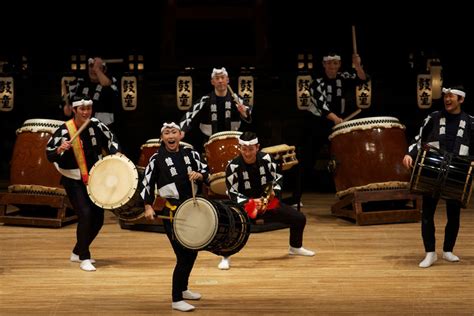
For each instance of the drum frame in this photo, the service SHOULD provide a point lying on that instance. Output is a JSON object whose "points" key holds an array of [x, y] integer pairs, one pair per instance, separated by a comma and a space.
{"points": [[231, 231], [445, 166]]}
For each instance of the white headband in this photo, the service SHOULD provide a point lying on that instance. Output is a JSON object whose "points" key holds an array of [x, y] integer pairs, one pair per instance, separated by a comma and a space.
{"points": [[220, 71], [170, 125], [331, 57], [248, 142], [81, 102], [454, 91]]}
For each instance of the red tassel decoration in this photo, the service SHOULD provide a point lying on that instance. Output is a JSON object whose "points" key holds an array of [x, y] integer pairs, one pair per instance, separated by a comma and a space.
{"points": [[251, 209], [274, 203]]}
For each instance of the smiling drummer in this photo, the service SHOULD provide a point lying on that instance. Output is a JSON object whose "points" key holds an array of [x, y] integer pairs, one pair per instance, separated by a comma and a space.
{"points": [[173, 169], [74, 159]]}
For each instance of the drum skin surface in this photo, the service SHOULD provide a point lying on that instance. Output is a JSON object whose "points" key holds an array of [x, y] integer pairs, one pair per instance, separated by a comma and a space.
{"points": [[113, 182], [220, 149], [219, 226], [29, 165], [196, 224], [368, 151]]}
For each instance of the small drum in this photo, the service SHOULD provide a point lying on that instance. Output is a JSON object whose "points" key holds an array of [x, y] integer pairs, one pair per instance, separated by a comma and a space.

__________________________________________________

◆ **Problem**:
Without including any images, output the data exactly as given.

◆ **Answer to the exercise**:
For each instance of the drum frame in this photo, the service SHOULD provide a point lying on that instance. Output is a JSON object whose "points" key holds an array of [x, y] integer pairs, one pair per instance, separated by a comma and a space.
{"points": [[231, 231], [445, 166]]}
For each instance of the white headband in this photo, the service SHOULD provide a point lying on that instance. Output is a JSON object whose "points" key holds an array of [x, y] integer pairs, one pair per instance, separated by a comma and a space.
{"points": [[220, 71], [170, 125], [331, 57], [248, 142], [81, 102], [454, 91]]}
For each instance of the red tassel decoration in this photo, the service SHOULD provide a point lying on that instance. Output is a JSON object whose "points" key holds an array of [x, y] integer pairs, one pair per instance, separated by a comma and a space.
{"points": [[251, 209], [274, 203]]}
For each instance of the smiling drummer in this photo, the service SHOULD provide a point lying on that instance. Output is a JSON object whose "points" key holds an array of [x, y] integer pairs, one pair per instance, separated by a comma and a space.
{"points": [[173, 169], [74, 159]]}
For each instance of the drum skin surface in this photo, the service SHOULD provide a point lying on that instance. Output is a JSON object whose "points" key holds an array of [x, y] integer pairs, one pair per instance, separated by a comma and a space.
{"points": [[113, 182], [220, 149], [219, 226], [29, 165], [196, 224], [368, 151]]}
For each instance of the small drum in this photo, the service SHOULD provide a point lying on that instance. Output is a JSON object whose "points" key holds an array of [x, y] integer pairs, one pair per instance, separated by a comma and a space.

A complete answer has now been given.